* _EXERCISE GOAL_: Copy each line of the data below that contains the word "metal", treating uppercase and lowercase as different.

* _RECORDS TO USE_:
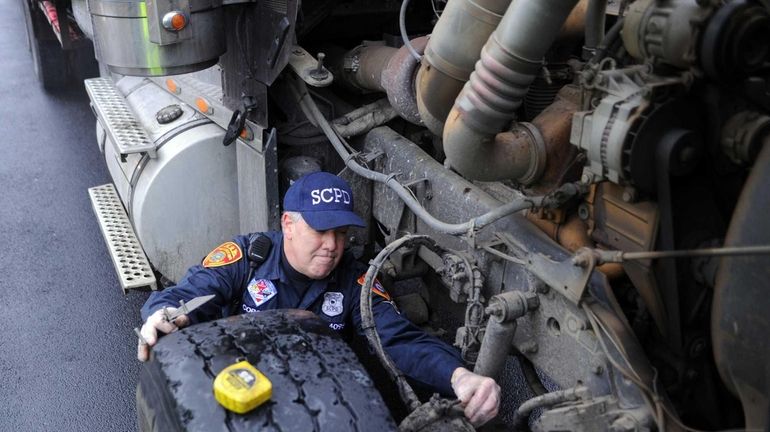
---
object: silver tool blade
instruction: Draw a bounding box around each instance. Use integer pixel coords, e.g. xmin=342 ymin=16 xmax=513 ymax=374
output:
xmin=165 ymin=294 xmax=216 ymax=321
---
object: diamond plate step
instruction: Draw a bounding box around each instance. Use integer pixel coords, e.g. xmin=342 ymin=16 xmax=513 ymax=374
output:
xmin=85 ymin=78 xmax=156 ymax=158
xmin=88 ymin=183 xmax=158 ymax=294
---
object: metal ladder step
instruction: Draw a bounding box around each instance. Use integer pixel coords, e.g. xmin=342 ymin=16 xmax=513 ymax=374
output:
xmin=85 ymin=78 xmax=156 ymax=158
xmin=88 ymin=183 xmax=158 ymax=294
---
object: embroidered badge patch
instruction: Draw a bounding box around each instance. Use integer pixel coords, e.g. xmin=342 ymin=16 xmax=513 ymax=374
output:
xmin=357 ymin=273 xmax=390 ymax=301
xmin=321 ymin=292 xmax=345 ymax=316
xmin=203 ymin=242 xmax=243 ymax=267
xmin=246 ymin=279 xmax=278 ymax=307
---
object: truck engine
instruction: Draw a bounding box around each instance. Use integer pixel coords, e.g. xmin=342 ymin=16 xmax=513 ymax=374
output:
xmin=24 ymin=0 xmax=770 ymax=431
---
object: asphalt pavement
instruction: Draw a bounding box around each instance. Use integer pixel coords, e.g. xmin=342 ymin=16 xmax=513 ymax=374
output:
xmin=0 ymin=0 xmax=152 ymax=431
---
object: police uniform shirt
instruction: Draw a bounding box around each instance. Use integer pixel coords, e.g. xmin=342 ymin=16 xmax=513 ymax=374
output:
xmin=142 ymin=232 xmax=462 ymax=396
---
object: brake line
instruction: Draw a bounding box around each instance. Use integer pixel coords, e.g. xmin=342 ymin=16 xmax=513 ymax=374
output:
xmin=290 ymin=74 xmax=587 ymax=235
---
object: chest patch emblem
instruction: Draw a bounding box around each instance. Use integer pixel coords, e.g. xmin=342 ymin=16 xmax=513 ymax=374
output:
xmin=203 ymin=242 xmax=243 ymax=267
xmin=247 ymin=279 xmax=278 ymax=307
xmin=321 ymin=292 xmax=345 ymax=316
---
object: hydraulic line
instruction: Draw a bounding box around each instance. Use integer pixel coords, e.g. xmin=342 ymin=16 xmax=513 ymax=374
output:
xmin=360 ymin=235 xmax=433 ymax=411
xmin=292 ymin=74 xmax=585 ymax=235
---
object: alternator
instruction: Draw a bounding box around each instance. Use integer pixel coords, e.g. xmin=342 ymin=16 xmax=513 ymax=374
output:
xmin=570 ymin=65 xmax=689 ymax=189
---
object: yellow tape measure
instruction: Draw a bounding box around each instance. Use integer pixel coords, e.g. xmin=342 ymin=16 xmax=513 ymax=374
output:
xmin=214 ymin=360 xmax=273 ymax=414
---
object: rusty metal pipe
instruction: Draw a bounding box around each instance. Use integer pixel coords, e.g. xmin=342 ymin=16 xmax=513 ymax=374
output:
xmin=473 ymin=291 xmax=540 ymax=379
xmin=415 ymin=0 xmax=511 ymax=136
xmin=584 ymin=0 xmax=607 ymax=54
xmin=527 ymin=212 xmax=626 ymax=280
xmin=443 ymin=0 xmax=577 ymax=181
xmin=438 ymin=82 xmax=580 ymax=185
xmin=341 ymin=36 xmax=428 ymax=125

* _OUTPUT FOR THIS EXERCISE_:
object: metal ladder step
object: rusty metal pipe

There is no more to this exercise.